_Exercise directions_:
Rewrite the entries from the beginning through the line containing "[[240, 77, 421, 132]]", replacing "quality check" with "accuracy check" and leaving everything else unchanged.

_Records shown_:
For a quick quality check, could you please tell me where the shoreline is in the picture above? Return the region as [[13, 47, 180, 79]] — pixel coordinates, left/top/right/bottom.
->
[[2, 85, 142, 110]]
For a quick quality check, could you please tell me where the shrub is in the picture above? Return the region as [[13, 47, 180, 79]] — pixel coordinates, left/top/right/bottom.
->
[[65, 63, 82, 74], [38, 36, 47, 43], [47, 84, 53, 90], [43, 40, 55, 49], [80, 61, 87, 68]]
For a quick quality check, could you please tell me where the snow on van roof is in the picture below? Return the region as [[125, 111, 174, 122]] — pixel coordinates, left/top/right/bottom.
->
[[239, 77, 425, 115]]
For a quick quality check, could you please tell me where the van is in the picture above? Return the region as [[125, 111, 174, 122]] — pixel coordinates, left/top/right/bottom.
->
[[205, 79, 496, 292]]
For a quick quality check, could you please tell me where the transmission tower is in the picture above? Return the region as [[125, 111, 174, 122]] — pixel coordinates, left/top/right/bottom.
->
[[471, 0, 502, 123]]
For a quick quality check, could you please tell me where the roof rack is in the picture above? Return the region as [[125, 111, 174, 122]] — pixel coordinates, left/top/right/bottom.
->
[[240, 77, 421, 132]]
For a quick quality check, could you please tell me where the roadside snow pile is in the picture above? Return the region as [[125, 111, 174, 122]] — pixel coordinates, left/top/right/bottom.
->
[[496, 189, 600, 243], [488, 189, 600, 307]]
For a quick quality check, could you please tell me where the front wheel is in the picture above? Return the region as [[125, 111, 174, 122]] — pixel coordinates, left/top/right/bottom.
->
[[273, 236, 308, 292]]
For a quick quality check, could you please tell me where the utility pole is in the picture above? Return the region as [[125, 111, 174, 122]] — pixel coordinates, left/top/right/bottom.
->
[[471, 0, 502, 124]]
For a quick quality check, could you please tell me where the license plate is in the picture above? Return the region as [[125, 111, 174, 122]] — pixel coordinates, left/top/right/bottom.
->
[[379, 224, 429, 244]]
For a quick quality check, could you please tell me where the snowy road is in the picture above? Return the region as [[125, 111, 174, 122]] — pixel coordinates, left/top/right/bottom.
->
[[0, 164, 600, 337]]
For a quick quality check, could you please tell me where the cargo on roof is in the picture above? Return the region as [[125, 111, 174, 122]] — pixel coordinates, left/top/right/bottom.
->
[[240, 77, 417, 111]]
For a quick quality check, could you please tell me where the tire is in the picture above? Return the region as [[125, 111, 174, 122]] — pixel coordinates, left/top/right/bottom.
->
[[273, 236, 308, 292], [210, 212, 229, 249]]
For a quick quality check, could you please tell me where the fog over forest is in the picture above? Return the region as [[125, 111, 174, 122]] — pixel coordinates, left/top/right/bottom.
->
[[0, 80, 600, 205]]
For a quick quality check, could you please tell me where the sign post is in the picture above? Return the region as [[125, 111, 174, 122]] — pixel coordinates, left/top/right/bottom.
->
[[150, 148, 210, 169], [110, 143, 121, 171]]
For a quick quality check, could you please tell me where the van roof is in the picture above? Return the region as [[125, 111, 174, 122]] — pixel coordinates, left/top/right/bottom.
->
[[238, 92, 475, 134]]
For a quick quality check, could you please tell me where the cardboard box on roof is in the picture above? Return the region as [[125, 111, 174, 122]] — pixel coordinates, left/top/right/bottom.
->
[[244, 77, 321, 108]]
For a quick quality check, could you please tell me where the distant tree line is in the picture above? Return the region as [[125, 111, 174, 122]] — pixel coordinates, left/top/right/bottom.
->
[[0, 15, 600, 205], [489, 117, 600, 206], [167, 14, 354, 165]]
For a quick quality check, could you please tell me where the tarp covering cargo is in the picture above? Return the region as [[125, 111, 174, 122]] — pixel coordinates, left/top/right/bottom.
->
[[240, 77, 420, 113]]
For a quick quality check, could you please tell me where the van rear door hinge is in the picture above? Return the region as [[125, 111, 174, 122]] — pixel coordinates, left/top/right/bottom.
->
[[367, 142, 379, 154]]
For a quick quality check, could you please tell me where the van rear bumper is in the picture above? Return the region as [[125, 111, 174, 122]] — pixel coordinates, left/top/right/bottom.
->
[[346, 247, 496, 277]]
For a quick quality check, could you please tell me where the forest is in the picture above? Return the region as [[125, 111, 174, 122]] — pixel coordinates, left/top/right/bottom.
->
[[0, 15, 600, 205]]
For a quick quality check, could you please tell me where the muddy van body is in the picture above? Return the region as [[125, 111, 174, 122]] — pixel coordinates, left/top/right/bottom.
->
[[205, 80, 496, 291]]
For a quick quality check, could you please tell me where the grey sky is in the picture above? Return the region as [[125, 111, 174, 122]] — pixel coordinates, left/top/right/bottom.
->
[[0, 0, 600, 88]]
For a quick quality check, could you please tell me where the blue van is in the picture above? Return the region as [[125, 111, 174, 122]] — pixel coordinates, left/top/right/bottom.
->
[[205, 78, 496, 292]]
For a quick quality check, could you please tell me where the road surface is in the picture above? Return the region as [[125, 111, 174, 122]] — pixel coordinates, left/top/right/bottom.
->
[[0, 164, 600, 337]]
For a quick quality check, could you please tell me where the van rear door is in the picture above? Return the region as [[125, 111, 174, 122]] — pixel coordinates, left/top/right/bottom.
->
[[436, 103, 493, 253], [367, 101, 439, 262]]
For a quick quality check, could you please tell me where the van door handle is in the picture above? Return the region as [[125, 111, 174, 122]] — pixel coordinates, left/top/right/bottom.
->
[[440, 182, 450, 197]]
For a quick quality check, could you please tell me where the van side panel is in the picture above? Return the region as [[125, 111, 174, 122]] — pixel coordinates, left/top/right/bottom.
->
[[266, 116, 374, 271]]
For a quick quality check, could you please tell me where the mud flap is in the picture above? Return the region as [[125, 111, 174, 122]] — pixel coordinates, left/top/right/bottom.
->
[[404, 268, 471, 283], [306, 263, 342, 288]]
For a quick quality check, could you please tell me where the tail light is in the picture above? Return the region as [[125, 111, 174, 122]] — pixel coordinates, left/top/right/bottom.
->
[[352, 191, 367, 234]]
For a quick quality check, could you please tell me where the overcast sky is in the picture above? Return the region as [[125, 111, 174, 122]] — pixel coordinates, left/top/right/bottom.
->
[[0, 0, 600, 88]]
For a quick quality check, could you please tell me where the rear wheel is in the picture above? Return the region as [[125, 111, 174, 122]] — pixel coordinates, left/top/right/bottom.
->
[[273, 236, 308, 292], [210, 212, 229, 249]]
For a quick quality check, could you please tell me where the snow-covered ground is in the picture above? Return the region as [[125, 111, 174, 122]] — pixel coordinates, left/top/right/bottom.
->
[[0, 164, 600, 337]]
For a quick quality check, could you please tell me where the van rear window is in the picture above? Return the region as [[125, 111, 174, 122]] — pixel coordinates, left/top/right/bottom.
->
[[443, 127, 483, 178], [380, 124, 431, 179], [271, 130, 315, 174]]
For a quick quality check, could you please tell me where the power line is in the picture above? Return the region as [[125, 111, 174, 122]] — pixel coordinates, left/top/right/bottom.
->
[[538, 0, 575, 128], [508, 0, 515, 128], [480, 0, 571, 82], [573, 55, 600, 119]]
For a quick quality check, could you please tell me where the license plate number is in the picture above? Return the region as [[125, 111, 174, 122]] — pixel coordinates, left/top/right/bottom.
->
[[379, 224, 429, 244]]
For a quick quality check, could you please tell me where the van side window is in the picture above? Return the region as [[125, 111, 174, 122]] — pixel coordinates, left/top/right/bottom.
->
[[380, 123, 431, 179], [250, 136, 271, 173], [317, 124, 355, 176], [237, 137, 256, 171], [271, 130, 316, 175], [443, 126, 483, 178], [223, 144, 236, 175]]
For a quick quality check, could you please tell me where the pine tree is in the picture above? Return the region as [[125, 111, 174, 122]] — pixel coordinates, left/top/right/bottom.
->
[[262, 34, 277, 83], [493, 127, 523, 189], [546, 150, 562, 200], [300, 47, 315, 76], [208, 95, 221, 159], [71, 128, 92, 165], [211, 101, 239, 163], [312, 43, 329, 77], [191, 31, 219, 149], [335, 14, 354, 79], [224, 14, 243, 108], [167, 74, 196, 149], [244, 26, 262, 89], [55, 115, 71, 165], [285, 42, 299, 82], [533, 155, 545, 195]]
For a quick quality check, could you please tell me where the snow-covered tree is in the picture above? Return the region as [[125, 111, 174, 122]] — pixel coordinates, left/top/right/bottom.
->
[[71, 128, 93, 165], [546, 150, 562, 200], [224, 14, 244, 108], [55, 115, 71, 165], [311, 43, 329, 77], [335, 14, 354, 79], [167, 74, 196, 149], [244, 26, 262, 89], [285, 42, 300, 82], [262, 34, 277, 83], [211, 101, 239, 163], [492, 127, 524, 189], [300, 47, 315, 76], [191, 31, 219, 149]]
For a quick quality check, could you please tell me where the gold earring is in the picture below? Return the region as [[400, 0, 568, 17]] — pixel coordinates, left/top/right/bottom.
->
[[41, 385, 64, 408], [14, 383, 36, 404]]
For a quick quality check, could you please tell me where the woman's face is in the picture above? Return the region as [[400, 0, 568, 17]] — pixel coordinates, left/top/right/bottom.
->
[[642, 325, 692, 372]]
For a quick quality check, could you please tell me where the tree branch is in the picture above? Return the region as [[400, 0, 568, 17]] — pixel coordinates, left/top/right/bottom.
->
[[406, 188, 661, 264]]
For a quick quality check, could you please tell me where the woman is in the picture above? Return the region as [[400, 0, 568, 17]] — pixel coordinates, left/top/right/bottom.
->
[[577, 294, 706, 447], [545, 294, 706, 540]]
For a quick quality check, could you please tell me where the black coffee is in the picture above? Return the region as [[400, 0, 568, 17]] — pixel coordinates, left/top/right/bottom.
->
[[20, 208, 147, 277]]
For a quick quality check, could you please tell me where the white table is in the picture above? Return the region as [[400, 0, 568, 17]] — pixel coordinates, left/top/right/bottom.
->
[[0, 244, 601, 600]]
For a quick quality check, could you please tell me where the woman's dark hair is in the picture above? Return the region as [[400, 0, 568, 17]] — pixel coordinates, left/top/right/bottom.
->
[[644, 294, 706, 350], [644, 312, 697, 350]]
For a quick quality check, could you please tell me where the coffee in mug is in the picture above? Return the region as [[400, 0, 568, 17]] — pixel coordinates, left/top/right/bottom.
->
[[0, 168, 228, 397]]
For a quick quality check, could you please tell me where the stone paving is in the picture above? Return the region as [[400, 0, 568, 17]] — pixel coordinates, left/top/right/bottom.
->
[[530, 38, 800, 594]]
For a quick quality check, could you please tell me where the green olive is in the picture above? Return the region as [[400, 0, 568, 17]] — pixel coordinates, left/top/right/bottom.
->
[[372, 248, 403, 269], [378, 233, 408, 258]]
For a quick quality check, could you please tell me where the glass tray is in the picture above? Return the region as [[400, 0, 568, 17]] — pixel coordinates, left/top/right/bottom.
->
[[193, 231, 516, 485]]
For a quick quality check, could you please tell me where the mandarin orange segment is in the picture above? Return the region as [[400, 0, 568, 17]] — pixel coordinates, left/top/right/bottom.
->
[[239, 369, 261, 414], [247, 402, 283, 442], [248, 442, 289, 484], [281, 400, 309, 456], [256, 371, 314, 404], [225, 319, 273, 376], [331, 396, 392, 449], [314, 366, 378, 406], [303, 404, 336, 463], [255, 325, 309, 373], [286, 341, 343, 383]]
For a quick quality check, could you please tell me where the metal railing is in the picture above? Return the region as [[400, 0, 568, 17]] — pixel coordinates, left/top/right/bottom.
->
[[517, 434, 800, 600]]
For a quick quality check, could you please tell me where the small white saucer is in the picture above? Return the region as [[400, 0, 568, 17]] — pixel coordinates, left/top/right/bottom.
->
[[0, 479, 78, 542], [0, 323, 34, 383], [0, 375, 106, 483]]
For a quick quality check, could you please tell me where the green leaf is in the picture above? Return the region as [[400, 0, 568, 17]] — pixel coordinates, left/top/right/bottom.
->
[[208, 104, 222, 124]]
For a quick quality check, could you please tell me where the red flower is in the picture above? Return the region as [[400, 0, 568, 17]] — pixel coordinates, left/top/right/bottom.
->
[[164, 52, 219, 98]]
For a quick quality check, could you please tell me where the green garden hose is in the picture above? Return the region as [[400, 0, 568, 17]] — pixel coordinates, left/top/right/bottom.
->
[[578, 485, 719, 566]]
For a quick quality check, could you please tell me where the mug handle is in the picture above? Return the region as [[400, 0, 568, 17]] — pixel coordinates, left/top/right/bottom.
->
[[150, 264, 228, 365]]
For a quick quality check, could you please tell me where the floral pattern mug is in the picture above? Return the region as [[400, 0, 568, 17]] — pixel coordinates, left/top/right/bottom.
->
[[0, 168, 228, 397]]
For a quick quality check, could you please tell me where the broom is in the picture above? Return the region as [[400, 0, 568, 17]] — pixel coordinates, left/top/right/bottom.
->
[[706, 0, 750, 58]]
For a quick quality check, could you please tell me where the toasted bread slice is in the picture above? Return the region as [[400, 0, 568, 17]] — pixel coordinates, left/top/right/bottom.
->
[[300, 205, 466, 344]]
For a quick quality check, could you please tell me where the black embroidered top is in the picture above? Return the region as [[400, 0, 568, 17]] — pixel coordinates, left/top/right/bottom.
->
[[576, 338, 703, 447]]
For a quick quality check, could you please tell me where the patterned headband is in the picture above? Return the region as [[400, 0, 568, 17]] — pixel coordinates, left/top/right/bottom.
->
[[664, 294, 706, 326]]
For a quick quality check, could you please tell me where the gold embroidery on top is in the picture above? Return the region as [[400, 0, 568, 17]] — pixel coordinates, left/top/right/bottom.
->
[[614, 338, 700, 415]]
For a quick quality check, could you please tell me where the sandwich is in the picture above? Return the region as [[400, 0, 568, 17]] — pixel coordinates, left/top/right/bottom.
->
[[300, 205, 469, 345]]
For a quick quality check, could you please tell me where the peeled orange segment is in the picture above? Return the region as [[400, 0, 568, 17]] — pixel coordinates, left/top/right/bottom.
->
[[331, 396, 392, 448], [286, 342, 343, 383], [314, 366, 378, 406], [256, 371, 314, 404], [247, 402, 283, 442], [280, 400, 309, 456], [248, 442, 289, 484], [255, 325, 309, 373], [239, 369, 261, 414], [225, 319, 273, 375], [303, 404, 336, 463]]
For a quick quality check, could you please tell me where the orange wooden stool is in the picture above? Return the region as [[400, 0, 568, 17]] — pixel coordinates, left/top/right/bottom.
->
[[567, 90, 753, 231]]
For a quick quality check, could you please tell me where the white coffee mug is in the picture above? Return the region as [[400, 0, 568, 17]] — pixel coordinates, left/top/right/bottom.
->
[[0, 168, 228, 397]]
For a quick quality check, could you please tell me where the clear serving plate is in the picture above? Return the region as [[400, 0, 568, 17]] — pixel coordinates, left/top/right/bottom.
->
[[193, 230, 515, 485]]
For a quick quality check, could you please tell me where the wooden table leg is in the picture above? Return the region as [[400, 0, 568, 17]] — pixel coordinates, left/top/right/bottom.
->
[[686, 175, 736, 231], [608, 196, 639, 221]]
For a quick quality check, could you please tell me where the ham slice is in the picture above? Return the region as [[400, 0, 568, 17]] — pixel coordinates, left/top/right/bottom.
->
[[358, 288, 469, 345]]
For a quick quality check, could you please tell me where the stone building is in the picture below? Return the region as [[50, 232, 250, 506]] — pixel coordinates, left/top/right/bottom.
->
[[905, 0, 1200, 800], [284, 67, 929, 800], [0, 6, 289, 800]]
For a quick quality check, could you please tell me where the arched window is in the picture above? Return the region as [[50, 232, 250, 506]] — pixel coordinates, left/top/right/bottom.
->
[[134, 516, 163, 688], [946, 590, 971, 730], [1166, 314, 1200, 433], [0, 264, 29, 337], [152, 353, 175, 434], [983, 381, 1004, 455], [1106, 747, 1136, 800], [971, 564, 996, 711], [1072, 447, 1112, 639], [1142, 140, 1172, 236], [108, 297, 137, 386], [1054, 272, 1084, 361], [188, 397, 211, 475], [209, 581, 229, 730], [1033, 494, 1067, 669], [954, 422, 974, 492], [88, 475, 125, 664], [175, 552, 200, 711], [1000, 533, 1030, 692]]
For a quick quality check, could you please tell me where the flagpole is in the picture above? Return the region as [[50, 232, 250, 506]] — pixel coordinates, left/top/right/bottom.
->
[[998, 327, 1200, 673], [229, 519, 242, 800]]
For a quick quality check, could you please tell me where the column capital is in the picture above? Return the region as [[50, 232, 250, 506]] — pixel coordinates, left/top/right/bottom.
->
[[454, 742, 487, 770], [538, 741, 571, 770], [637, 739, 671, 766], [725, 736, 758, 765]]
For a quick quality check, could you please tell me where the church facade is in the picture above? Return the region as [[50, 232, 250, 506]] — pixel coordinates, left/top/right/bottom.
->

_Exercise result_:
For a quick accuracy check, could you please tell me where the shoreline is in the picture above? Return the region as [[13, 47, 180, 79]] — pixel coordinates, left/top/right/bottom.
->
[[2, 85, 142, 110]]
For a quick accuracy check, could you please tell me where the shrub is in the picture above? Return the region as [[13, 47, 180, 79]] — pixel coordinates, left/top/right/bottom.
->
[[65, 63, 82, 74], [38, 36, 47, 43], [47, 84, 53, 90], [43, 40, 55, 49], [80, 61, 87, 68]]
For a quick accuracy check, could you please tell me where the snow on van roof is in the picture below? Return the region as [[125, 111, 174, 122]] — pixel coordinates, left/top/right/bottom.
->
[[239, 77, 425, 115]]
For a quick accuracy check, could you please tell me where the van is in the picture above? Return the region as [[125, 111, 174, 122]] — pixel coordinates, left/top/right/bottom.
->
[[205, 79, 496, 292]]
For a quick accuracy check, could you please tell me where the transmission tower is in the picture above? Return the region as [[125, 111, 174, 122]] — pixel coordinates, left/top/right/bottom.
->
[[471, 0, 502, 123]]
For a quick accuracy check, could you please tell me where the roof rack is in the picture above? Return the region as [[125, 111, 174, 122]] — pixel coordinates, left/top/right/bottom.
->
[[240, 77, 421, 132]]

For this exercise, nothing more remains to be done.